(Short task A)
Edit the listing lines between the line containing "Where can the ceiling fan be" and the line containing "pixel 372 9", inclusive, swapping "innermost point" for "central point" everywhere and changing nothing else. Return only those lines.

------------------------------------------------

I have tried to blog... I fail. I have blog adhd, I bounce from blog to blog and never keep it going for very long.

I happened to catch this thread in new posts! I'm subbed but I never check those, lol.


----------



## pixiekisses (Oct 14, 2008)

Quote:


Originally Posted by *annettemarie* 
GAH! I always forget to sign up for the new thread.

Me too!

My kiddos are in my sig.
Oh, I gotta update the baby icon to the 2nd trimester one.


----------



## mataji4 (Sep 28, 2006)

Hi everyone!
I'm just waiting for baby...I'm 41+4 today. I cannot believe he is not here yet!!! I have been incredibly emotional lately, just cannot stop crying sometimes. I'm tired of this and look forward to being more normal soon! I have past impatient and now am just at sorta sad. My dh is home though as he's a teacher so that's great- he's being a champion with the kids even though I won't let him go more than an hour away. Usually he's off on crazy adventures! He goes back to work in a few short weeks and I really would like the baby to come so I'll be ready to handle it all on my own.
So send labor vibes this way...would love some kick-ass contractions any time now!!!

Bedtime...we trade off kids picking books, usually just do one- I don't tolerate bickering about where they sit. If there's bickering I will just say "okay, that's it, go get in your beds, we'll try and have a nice storytime tomorrow night." That doesn't happen very often. Then I read with my 9 yr old daughter. My oldest reads in his room.


----------



## dkenagy (Jun 25, 2004)

------------------------------------------------

(Short task B)
Transcribe the forum thread between "Bedtime...we trade off" and "in his room.", inclusive.

(Recorded information)

------------------------------------------------

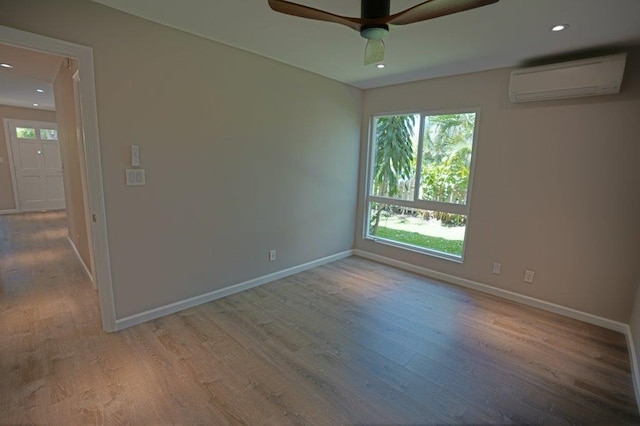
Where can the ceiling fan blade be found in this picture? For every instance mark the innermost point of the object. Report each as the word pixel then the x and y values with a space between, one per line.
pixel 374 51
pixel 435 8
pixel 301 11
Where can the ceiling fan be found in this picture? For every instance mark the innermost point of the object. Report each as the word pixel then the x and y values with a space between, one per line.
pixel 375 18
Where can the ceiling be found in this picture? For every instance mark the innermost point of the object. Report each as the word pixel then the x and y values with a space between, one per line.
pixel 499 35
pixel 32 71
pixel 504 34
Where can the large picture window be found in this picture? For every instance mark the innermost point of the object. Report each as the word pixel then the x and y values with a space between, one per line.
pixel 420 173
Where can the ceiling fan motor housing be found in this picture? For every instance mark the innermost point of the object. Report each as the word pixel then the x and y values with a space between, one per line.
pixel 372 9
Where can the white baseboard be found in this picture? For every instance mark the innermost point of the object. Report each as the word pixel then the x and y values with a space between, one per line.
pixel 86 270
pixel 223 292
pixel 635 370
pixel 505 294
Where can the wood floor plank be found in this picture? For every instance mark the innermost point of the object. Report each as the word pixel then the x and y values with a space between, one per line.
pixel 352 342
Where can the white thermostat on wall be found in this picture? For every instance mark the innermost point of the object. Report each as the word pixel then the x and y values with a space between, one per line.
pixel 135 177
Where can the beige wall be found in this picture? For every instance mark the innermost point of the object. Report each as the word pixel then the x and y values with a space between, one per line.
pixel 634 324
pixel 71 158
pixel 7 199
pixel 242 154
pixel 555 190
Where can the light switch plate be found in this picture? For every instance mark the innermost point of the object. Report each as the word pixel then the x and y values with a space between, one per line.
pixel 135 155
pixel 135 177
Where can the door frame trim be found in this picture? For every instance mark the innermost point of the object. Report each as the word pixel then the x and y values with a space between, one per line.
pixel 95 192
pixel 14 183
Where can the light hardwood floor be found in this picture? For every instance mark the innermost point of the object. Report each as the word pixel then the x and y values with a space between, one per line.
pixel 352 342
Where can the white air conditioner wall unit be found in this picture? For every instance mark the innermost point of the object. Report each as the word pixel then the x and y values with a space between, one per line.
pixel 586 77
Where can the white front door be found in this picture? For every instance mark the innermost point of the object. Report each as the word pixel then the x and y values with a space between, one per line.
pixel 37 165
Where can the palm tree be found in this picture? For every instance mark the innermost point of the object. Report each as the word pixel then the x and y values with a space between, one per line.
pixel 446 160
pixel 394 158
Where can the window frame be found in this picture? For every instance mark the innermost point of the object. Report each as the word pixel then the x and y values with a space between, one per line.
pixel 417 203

------------------------------------------------

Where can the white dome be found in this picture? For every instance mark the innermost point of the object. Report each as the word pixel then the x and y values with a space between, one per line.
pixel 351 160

------------------------------------------------

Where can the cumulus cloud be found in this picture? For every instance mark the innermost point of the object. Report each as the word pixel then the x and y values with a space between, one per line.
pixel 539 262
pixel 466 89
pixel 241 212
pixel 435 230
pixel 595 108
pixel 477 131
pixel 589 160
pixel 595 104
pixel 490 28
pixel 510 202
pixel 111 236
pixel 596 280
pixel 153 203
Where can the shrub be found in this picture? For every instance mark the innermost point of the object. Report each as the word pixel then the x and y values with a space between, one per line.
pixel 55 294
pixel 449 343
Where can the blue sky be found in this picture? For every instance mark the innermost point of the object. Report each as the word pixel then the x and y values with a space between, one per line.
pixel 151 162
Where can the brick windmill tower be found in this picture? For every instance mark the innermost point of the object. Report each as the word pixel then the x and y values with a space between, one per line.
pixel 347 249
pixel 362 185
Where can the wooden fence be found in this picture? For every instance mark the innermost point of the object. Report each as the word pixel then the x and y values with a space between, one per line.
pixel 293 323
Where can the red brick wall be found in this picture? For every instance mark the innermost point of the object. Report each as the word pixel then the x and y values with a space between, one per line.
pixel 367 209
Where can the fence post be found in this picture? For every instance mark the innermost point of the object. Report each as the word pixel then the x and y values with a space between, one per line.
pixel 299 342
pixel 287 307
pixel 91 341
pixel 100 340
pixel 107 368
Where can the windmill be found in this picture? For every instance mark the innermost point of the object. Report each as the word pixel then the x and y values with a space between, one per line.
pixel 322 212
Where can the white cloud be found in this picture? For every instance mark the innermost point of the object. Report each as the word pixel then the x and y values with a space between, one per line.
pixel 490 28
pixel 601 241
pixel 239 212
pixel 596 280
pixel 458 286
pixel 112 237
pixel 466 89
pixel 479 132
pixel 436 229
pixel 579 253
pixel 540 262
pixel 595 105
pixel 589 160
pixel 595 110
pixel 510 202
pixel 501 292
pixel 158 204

------------------------------------------------

(Full response A)
Where can the ceiling fan be found in this picture? For every instance mark the central point of the object. Report each as the word pixel then the x and y values with a space between, one per line.
pixel 375 18
Where can the ceiling be found in this picture? For every instance mark the central point of the object. Report each as the word pixel then the x and y values with a space between, one per line.
pixel 499 35
pixel 32 71
pixel 504 34
Where can the large picture window be found in this picture? For every instance mark the central point of the object. Report each as the word pixel then the x and y values with a space between, one per line.
pixel 420 173
Where can the ceiling fan motor housing be found in this picture? For every instance mark the central point of the object. Report each as the word pixel then the x and y values with a space between, one per line.
pixel 372 9

(Full response B)
Bedtime...we trade off kids picking books, usually just do one- I don't tolerate bickering about where they sit. If there's bickering I will just say "okay, that's it, go get in your beds, we'll try and have a nice storytime tomorrow night." That doesn't happen very often. Then I read with my 9 yr old daughter. My oldest reads in his room.